### Task material

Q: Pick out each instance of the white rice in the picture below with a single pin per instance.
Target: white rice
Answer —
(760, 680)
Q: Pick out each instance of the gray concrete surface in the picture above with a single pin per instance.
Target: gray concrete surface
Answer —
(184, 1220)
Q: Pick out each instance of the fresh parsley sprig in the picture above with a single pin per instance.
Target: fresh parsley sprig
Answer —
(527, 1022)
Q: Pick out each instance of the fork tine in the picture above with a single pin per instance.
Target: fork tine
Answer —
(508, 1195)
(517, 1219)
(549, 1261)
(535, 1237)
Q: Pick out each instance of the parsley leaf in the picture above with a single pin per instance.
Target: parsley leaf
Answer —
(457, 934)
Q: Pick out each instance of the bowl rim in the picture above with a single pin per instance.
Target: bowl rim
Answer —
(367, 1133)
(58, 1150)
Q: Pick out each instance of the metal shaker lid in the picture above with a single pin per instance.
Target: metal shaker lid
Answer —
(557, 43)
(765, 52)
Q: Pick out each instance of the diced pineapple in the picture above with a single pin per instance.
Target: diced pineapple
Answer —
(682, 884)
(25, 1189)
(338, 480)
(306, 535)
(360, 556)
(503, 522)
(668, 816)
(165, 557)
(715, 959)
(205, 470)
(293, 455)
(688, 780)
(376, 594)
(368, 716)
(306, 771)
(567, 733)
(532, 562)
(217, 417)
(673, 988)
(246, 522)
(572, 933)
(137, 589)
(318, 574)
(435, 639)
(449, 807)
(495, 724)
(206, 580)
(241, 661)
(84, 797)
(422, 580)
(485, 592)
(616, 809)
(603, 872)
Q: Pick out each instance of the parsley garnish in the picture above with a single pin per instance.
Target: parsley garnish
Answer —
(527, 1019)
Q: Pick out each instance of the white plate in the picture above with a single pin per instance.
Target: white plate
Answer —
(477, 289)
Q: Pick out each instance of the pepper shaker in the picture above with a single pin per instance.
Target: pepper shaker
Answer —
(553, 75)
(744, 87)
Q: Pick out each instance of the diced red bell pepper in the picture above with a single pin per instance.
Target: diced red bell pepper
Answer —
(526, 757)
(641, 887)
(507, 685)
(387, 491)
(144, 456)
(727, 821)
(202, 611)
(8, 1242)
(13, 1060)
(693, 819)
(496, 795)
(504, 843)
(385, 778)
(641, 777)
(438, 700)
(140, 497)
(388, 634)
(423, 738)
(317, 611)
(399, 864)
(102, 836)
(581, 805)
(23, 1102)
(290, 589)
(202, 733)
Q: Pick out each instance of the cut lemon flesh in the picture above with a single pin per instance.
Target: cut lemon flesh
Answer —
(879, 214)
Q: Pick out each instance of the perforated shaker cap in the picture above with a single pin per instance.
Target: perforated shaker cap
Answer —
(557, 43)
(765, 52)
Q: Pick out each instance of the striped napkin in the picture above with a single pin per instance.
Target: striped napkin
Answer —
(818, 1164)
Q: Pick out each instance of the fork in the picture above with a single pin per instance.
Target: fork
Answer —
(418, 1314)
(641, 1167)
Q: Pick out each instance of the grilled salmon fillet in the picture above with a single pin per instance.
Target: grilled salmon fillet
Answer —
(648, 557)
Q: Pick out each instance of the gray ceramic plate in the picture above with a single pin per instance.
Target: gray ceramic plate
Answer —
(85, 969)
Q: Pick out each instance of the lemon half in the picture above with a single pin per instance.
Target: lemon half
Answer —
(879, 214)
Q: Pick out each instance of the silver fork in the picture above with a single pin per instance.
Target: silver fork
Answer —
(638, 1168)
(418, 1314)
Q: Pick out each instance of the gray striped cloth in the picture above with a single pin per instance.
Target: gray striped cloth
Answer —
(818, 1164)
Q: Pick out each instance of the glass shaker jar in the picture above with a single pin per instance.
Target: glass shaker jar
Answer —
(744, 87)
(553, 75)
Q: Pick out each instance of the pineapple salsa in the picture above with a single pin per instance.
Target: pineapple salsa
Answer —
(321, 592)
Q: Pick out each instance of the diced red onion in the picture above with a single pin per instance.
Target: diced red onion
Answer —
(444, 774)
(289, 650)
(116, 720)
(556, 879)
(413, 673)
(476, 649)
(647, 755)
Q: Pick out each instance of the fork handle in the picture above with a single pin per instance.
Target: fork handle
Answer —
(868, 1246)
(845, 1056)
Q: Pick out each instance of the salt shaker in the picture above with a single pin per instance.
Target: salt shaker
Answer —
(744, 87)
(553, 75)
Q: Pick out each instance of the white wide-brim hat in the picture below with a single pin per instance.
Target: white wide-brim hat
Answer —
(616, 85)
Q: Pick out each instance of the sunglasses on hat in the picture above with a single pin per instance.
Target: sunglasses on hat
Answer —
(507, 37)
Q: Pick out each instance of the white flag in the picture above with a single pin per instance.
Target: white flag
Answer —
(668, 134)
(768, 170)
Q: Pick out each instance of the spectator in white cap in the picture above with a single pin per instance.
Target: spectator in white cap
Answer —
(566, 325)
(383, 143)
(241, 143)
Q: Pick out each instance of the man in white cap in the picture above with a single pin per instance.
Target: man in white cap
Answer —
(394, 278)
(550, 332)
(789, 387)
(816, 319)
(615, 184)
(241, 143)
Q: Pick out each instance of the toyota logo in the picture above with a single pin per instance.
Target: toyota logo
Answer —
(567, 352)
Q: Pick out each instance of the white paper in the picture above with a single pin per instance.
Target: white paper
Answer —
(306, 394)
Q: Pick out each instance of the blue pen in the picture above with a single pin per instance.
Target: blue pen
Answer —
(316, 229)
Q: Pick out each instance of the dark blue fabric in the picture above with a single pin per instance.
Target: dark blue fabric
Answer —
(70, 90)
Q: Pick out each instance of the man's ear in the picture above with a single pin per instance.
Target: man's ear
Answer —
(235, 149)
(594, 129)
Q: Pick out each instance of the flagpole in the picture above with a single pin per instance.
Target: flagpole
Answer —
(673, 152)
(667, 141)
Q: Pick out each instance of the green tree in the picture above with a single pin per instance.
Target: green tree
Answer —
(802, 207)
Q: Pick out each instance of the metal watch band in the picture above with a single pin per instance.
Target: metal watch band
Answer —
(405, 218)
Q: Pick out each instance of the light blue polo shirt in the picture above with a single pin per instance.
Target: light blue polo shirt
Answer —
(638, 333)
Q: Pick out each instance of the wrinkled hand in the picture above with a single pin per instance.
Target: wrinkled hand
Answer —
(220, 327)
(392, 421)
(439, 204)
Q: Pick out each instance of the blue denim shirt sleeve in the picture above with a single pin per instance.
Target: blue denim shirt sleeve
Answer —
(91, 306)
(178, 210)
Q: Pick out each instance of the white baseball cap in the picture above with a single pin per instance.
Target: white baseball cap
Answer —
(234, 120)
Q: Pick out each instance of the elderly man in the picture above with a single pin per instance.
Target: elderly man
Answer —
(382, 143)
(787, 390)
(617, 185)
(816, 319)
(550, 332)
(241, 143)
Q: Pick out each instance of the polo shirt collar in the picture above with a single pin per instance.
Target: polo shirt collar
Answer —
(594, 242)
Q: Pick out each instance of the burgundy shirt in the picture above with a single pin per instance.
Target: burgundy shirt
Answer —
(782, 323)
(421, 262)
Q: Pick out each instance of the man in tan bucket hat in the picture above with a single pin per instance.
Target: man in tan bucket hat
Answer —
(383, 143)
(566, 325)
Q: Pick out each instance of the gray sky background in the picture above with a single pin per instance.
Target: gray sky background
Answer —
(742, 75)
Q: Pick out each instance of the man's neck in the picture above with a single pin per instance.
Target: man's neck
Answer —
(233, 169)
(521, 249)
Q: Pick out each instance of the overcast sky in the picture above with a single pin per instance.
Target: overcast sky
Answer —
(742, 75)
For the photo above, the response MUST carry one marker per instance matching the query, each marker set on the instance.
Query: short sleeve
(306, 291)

### Set exercise
Everything in the listing above should be restated exactly.

### Completed exercise
Q: Pick out each instance of the white rice in the picture below with a single pin per instance.
Target: white rice
Answer —
(760, 680)
Q: Pick out each instance of the gray concrete surface in the picture above with a single pin per instance.
Target: gray concrete surface
Answer —
(184, 1220)
Q: Pick out each instance of the fresh parsley sprig in the picture above with a single pin per instance.
Target: fresh parsley sprig
Answer —
(527, 1022)
Q: Pick out each instance of the fork tine in the picture above with a single pin per instance.
Target: fork tine
Answer —
(508, 1195)
(517, 1219)
(549, 1261)
(535, 1237)
Q: Pick out each instance of the parsley leaf in the picture above with a single pin per instance.
Target: parsley leaf
Answer —
(457, 934)
Q: Pick out each instance of the bowl rim in the picture above with a single pin per instance.
Target: bowl rim
Answer —
(367, 1133)
(58, 1150)
Q: Pick out each instance of the metal shaker lid in the picture above with a single pin per instance.
Target: metal shaker lid
Answer —
(557, 43)
(765, 52)
Q: Pick out each instance of the diced pineapple in the picture above with a single pin per instance.
Target: diced pineapple
Answer —
(682, 884)
(25, 1189)
(338, 480)
(306, 535)
(360, 556)
(503, 522)
(668, 816)
(165, 557)
(715, 959)
(205, 470)
(293, 455)
(688, 780)
(376, 594)
(368, 716)
(306, 771)
(567, 733)
(532, 562)
(217, 417)
(673, 988)
(246, 522)
(572, 933)
(137, 589)
(318, 574)
(435, 639)
(449, 807)
(495, 724)
(206, 580)
(241, 661)
(84, 797)
(422, 580)
(485, 592)
(616, 809)
(603, 872)
Q: Pick out each instance of the parsley garnish in the picture above with a single pin per instance.
Target: parsley garnish
Answer —
(527, 1019)
Q: Pick out each instance of the white plate in the picture above with a single pin per instance.
Target: white plate
Answer —
(477, 289)
Q: Pick out each instance of the pepper shaker in the picture above with a single pin per instance.
Target: pepper shaker
Answer —
(553, 75)
(744, 87)
Q: Pick out each instance of the diced red bell pepper in the picture above with a single pin per instance.
Target: diced red bell pepper
Answer —
(526, 757)
(641, 887)
(507, 685)
(387, 491)
(144, 456)
(727, 821)
(202, 611)
(8, 1242)
(13, 1060)
(693, 819)
(496, 795)
(504, 843)
(385, 778)
(641, 777)
(438, 700)
(140, 497)
(388, 634)
(423, 738)
(317, 611)
(399, 864)
(102, 836)
(581, 805)
(23, 1102)
(290, 589)
(202, 733)
Q: Pick out each instance of the cut lemon flesh in the picture above with a single pin per instance.
Target: cut lemon flesh
Answer —
(879, 214)
Q: Pick out each instance of the perforated shaker cap in the picture above with a single pin per instance.
Target: perforated shaker cap
Answer —
(557, 43)
(765, 52)
Q: Pick out each instance of the striped napkin in the picture above with a single pin per instance.
Target: striped napkin
Answer —
(818, 1164)
Q: Pick out each instance of the fork in the picture above with a single pin per instance.
Target: fork
Answer —
(418, 1314)
(641, 1167)
Q: Pick out each instance of the grilled salmon fillet in the picture above with a single pin per instance.
Target: grilled salmon fillet
Answer —
(648, 557)
Q: Pick out each instance of the gray ceramic plate in the picture above with a single pin per instance.
Target: gray ceramic plate
Answer —
(85, 969)
Q: Pick out each instance of the lemon half in the picture above with a single pin per instance.
Target: lemon half
Answer —
(879, 214)
Q: Pick out each instance of the silver fork in the picture above with a single pin per instance.
Target: silver fork
Answer —
(638, 1168)
(418, 1314)
Q: Pick out each instance of the gray striped cloth in the picture above with a single pin per instance.
Target: gray striped cloth
Answer —
(818, 1164)
Q: Pick out each instance of the glass shaker jar in the picture above with a single pin per instance.
Target: glass shaker jar
Answer —
(744, 87)
(553, 75)
Q: Pick out each instance of the pineapple salsa in the picture above with a single pin per instance.
Target: pineapple salsa
Answer —
(321, 592)
Q: Pick out each instance of the diced red onion in the picture above with a single pin per instance.
Target: diced red onion
Answer —
(444, 774)
(289, 650)
(116, 720)
(556, 879)
(413, 673)
(476, 649)
(647, 755)
Q: Pick out each instance of the fork handle in the picture above with a single pin per instance.
Target: fork handle
Answer —
(868, 1246)
(845, 1056)
Q: Pick out each instance of the salt shaker in the picture above with a single pin per instance.
Target: salt shaker
Answer —
(744, 87)
(553, 75)
Q: Pick out each instance of the white wide-brim hat in the picture below with a single pin per instance.
Target: white wide-brim hat
Answer —
(616, 85)
Q: Pick out each instance of the sunglasses on hat in the picture above with a single pin per instance.
Target: sunglasses on hat
Answer —
(507, 37)
Q: Pick out each instance of the white flag in the picture above with a single pin per instance.
Target: white flag
Answer —
(668, 134)
(768, 170)
Q: Pick out each instance of the spectator in white cap in the picture above with a single pin per instance.
Target: spectator in white cap
Answer —
(566, 325)
(383, 143)
(241, 143)
Q: Pick out each instance of the man in white cap in the picture above with a single pin per instance.
Target: man in white cap
Answer —
(394, 278)
(550, 332)
(789, 387)
(816, 319)
(615, 184)
(241, 143)
Q: Pick out each instance of the toyota logo in the picture above with a single pin per instance.
Target: toyota logo
Answer —
(567, 352)
Q: Pick out each instance of the white paper in the picture above with a single pin per instance.
Target: white paper
Answer —
(306, 394)
Q: Pick out each instance of the blue pen in the picture above with a single pin per instance.
Target: blue pen
Answer —
(316, 229)
Q: Pick out each instance of the dark blue fabric in the picture above with a single pin per instance.
Target: dark blue fabric
Answer —
(70, 90)
Q: Pick out each instance of the man's ear in the picture above with a single pin per instance.
Target: man's ear
Answer —
(235, 149)
(594, 129)
Q: Pick out each instance of the flagpole in the picture above with a single pin per instance.
Target: flagpole
Answer —
(673, 152)
(667, 141)
Q: Pick out each instance of the green tree in the picture above with a single pin per instance.
Target: green tree
Answer —
(802, 207)
Q: Pick out each instance of the metal watch band in the picture above with a single pin per instance.
Target: metal watch band
Answer —
(405, 218)
Q: Pick out each instance of the light blue polo shirt in the picture above with a single pin per instance.
Target: light blue polo shirt
Answer —
(638, 333)
Q: Pick out each instance of the wrinkled hand in the picture above with a single pin per instance.
Target: wrinkled hand
Answer —
(220, 327)
(392, 421)
(439, 204)
Q: Pick out each instance of the blue denim shirt sleeve in the picture above with a single pin per instance.
Target: blue denim shirt sleeve
Answer —
(91, 306)
(178, 210)
Q: Pick out each instance of the white baseball cap in the picture above with a single pin per instance.
Target: white baseball cap
Answer —
(234, 120)
Q: Pick out each instance of the elderly man in the picture above with a single pin per instance.
Target: elderly man
Answer —
(382, 143)
(787, 390)
(617, 185)
(816, 319)
(550, 332)
(241, 143)
Q: Pick out each instance of the polo shirt collar in the picture above with a single pin per instance.
Target: polo shirt collar
Answer —
(594, 242)
Q: Pick out each instance of the burgundy shirt in the picture above with a single pin per instance.
Target: burgundy shirt
Answer —
(782, 323)
(421, 262)
Q: Pick out each instance of the man in tan bucket hat in the picture above with a single pin per instance.
Target: man in tan bucket hat
Answer —
(383, 143)
(566, 325)
Q: Pick out each instance of the gray sky background in the picture above with a single pin per instance.
Target: gray sky background
Answer —
(742, 75)
Q: Pick out each instance of the man's neck in the picture above with a single pin per instance.
Target: man's neck
Answer —
(233, 169)
(521, 249)
Q: Pick out each instance of the overcast sky in the picture above with a single pin per instance.
Target: overcast sky
Answer —
(742, 75)
For the photo above, the response MUST carry one marker per instance matching the query, each marker set on the instance.
Query: short sleeve
(306, 291)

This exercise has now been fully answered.